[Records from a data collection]
◇ ◇ ◇ ◇

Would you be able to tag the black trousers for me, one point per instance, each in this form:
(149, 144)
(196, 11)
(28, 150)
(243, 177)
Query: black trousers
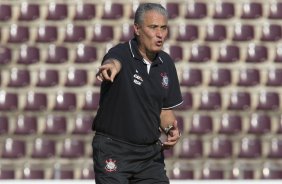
(117, 162)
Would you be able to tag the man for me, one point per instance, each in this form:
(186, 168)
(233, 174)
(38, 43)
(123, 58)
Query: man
(138, 91)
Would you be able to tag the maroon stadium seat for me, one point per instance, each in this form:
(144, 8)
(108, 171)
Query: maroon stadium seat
(230, 124)
(76, 77)
(25, 125)
(19, 78)
(195, 10)
(251, 10)
(29, 11)
(224, 10)
(84, 11)
(28, 55)
(35, 102)
(201, 124)
(43, 148)
(57, 11)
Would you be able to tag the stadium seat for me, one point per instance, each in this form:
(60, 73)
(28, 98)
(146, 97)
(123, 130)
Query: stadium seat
(275, 9)
(228, 54)
(91, 101)
(28, 55)
(215, 32)
(271, 33)
(191, 148)
(210, 100)
(187, 32)
(74, 33)
(43, 148)
(83, 124)
(230, 124)
(4, 125)
(243, 33)
(187, 102)
(55, 124)
(201, 124)
(259, 124)
(5, 12)
(271, 171)
(210, 173)
(112, 10)
(76, 77)
(18, 34)
(195, 10)
(19, 78)
(200, 53)
(84, 11)
(127, 32)
(274, 76)
(35, 101)
(57, 54)
(25, 125)
(57, 11)
(47, 78)
(220, 148)
(72, 148)
(9, 101)
(279, 125)
(268, 101)
(239, 100)
(85, 54)
(224, 10)
(274, 148)
(243, 171)
(256, 54)
(102, 33)
(175, 52)
(46, 34)
(191, 77)
(5, 55)
(220, 77)
(29, 11)
(250, 148)
(181, 172)
(7, 174)
(248, 77)
(33, 173)
(63, 174)
(13, 149)
(65, 101)
(251, 10)
(278, 54)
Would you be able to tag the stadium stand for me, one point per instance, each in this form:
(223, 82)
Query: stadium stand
(228, 56)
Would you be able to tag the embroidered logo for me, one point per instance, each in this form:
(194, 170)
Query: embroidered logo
(164, 80)
(111, 165)
(137, 79)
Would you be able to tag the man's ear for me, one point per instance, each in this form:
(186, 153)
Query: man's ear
(136, 29)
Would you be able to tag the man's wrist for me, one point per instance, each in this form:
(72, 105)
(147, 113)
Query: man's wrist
(167, 129)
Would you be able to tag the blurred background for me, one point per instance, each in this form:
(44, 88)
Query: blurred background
(228, 55)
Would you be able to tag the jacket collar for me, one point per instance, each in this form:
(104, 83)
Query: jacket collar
(136, 54)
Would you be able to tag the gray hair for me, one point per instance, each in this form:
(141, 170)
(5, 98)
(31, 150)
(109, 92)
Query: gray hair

◇ ◇ ◇ ◇

» What you have to do
Check every line of the data, and copy the ones that contain "gray".

» Written reply
Would you be able to tag the gray hair for me, one point per instance, each in this form:
Query: gray hair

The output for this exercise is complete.